* **Contour annotation records**
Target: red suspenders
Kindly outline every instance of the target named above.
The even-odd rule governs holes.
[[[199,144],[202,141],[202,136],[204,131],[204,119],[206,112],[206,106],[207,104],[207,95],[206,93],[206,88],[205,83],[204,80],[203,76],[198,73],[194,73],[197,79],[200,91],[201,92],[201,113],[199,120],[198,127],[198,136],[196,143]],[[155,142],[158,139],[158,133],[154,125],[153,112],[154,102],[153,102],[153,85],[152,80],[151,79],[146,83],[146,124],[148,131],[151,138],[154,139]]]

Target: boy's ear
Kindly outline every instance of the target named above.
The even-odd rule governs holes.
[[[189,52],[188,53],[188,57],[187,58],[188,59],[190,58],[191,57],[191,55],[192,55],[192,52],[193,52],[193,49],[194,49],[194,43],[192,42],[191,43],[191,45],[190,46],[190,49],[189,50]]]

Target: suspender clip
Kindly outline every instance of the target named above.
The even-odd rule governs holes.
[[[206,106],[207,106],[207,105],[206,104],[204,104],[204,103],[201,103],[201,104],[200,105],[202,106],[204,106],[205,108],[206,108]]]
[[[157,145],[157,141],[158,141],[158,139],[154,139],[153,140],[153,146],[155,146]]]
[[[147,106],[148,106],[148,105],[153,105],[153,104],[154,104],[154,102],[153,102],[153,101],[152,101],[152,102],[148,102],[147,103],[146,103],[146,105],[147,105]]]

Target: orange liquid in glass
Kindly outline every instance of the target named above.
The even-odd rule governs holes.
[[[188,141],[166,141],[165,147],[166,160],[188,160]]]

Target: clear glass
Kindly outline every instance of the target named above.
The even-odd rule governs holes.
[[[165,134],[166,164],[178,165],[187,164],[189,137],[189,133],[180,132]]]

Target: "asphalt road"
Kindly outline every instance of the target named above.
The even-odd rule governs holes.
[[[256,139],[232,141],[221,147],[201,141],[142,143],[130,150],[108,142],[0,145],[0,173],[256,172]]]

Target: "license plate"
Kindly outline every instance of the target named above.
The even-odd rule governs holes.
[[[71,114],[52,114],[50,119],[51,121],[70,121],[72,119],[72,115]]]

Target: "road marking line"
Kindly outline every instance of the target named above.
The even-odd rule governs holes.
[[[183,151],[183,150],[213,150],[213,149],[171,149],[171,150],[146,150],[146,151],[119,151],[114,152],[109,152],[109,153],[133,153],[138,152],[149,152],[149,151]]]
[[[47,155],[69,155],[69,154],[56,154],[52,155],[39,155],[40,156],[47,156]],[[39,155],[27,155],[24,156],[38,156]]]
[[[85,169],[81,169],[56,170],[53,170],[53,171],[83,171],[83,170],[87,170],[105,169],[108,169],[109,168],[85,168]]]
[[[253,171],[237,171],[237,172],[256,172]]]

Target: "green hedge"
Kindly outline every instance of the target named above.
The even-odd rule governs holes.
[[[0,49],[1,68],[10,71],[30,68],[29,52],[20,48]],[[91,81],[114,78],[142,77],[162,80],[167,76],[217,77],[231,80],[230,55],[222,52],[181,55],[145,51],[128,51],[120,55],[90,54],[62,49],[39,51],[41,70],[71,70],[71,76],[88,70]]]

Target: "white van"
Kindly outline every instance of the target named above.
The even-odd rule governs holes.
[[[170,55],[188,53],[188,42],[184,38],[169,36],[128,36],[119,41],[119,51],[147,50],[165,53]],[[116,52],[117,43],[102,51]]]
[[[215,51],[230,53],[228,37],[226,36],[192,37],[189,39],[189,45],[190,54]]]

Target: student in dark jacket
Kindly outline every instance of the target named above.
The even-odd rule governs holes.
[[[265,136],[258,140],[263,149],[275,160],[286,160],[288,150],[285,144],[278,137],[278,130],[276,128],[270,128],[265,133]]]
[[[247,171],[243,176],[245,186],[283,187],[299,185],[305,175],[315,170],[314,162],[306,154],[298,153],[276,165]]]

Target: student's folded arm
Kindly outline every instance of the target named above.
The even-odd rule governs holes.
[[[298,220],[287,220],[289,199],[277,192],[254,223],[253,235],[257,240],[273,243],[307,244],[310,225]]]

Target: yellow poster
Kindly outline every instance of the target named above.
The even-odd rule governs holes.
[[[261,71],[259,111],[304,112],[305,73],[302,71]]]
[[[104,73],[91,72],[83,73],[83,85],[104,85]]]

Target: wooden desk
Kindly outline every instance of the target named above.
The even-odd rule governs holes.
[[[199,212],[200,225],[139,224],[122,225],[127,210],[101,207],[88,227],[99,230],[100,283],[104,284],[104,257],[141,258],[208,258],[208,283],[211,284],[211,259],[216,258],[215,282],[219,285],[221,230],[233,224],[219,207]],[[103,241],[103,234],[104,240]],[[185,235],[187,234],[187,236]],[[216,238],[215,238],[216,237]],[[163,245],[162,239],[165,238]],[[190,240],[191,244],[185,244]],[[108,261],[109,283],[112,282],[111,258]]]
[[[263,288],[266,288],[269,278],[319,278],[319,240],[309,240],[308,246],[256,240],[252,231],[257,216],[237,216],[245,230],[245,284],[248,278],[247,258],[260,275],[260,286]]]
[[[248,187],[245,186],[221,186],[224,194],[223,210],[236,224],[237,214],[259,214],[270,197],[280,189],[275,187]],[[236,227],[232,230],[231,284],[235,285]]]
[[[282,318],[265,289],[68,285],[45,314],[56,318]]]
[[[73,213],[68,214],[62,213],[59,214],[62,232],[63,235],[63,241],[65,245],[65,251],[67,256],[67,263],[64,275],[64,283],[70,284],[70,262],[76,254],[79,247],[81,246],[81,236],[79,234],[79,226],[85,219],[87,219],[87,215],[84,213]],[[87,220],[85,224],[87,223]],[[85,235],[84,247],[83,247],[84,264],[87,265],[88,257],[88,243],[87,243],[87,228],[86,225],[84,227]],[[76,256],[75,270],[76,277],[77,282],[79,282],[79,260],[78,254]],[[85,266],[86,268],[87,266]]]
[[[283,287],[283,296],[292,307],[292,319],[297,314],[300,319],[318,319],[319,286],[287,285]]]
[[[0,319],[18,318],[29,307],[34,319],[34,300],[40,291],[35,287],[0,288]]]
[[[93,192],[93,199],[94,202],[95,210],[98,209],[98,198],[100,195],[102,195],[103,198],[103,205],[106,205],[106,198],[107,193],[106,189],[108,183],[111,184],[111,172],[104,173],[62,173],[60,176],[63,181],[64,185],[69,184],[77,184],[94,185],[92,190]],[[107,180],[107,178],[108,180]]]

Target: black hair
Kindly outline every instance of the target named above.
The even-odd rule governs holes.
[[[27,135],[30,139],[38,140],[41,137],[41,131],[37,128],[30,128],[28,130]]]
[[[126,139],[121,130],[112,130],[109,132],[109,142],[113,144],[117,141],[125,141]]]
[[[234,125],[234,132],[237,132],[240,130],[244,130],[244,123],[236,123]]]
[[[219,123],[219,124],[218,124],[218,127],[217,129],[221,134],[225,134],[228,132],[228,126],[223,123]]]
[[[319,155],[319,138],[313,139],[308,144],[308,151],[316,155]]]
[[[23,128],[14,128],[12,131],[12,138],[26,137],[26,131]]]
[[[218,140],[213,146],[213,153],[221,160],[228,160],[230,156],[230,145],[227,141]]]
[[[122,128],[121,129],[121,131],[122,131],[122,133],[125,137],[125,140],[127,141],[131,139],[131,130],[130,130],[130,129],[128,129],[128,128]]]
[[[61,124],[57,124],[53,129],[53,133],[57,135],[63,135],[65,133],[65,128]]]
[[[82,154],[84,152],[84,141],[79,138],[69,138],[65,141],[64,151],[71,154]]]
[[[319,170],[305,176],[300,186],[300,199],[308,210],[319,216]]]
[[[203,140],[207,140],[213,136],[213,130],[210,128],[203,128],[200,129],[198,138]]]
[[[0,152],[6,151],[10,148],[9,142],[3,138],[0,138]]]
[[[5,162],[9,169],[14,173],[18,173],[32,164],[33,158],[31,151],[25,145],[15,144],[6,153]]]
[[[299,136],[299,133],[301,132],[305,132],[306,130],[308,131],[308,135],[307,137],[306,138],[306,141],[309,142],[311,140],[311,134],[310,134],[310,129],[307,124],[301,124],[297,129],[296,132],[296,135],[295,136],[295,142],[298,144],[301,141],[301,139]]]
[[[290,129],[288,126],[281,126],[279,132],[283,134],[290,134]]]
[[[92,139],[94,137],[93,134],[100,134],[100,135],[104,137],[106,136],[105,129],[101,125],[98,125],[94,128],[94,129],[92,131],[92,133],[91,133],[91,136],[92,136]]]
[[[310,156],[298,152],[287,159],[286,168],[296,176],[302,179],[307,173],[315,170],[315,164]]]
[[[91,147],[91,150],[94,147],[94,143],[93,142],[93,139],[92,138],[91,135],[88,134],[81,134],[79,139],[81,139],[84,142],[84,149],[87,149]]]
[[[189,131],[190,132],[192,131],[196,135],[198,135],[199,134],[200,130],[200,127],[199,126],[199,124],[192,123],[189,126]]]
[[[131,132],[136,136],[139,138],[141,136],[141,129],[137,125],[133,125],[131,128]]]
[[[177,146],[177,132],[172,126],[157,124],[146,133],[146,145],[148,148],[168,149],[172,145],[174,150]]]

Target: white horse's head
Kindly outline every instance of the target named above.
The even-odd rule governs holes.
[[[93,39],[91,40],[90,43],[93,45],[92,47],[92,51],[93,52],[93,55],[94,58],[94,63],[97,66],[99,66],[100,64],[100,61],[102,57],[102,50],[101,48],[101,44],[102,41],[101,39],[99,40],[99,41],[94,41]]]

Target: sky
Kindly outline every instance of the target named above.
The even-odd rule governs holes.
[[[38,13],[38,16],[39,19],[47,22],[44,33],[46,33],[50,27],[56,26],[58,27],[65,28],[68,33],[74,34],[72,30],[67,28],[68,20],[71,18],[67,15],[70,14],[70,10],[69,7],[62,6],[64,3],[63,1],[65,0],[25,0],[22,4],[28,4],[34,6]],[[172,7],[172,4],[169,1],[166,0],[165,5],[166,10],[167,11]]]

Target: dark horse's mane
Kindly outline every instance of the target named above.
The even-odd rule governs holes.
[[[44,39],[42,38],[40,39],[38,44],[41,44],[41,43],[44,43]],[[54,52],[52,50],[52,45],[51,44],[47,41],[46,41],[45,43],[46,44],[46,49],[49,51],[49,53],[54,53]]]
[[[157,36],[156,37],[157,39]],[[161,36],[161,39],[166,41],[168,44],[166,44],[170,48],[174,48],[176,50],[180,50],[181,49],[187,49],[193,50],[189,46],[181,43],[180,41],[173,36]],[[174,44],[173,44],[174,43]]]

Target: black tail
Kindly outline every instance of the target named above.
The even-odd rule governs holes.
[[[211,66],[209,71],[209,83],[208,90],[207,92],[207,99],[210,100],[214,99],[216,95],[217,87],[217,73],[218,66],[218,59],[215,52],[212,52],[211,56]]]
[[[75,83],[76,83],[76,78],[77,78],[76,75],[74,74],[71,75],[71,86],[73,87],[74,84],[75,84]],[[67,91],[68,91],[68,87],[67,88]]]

* **EXERCISE INSTRUCTIONS**
Copy out every line of the items, without changes, from the line containing "Target: white horse's head" down to the very end.

* **SOLUTION TO THE PROBLEM**
Target: white horse's head
Kindly outline every instance of the target named above.
The even-odd rule governs holes.
[[[93,39],[91,40],[90,43],[93,45],[92,47],[92,51],[93,52],[93,55],[94,58],[94,63],[97,66],[99,66],[100,64],[100,61],[102,57],[102,50],[101,48],[101,44],[102,41],[101,39],[99,40],[99,41],[94,41]]]

Target: sky
Kindly outline every instance of the target named above.
The even-odd rule governs holes.
[[[38,13],[38,16],[39,19],[47,22],[44,33],[46,33],[50,27],[56,26],[58,27],[65,28],[68,33],[74,34],[72,30],[67,28],[68,20],[71,18],[67,15],[70,14],[70,10],[69,7],[62,6],[64,3],[63,1],[65,0],[25,0],[22,4],[28,4],[34,6]],[[172,7],[172,4],[169,1],[166,0],[165,5],[166,10],[167,11]]]

Target: dark horse's mane
Kindly outline every instance of the target named above.
The even-odd rule governs holes.
[[[44,39],[42,38],[40,39],[38,44],[41,44],[41,43],[44,43]],[[54,52],[52,50],[52,45],[51,44],[47,41],[46,41],[45,43],[46,44],[46,49],[49,51],[49,53],[54,53]]]
[[[157,36],[156,37],[157,39]],[[161,36],[161,39],[166,41],[168,44],[166,44],[170,48],[174,48],[176,50],[180,50],[181,49],[187,49],[193,50],[189,46],[181,43],[180,41],[173,36]],[[174,44],[173,44],[174,43]]]

Target: black tail
Kindly outline every instance of the target named above.
The even-odd rule governs holes.
[[[211,66],[209,71],[209,83],[208,90],[207,92],[207,99],[210,100],[214,99],[216,95],[217,87],[217,73],[218,66],[218,59],[215,52],[212,52],[211,56]]]
[[[75,83],[76,83],[76,78],[77,78],[76,75],[74,74],[71,75],[71,86],[73,87],[74,84],[75,84]],[[67,91],[68,91],[68,87],[67,88]]]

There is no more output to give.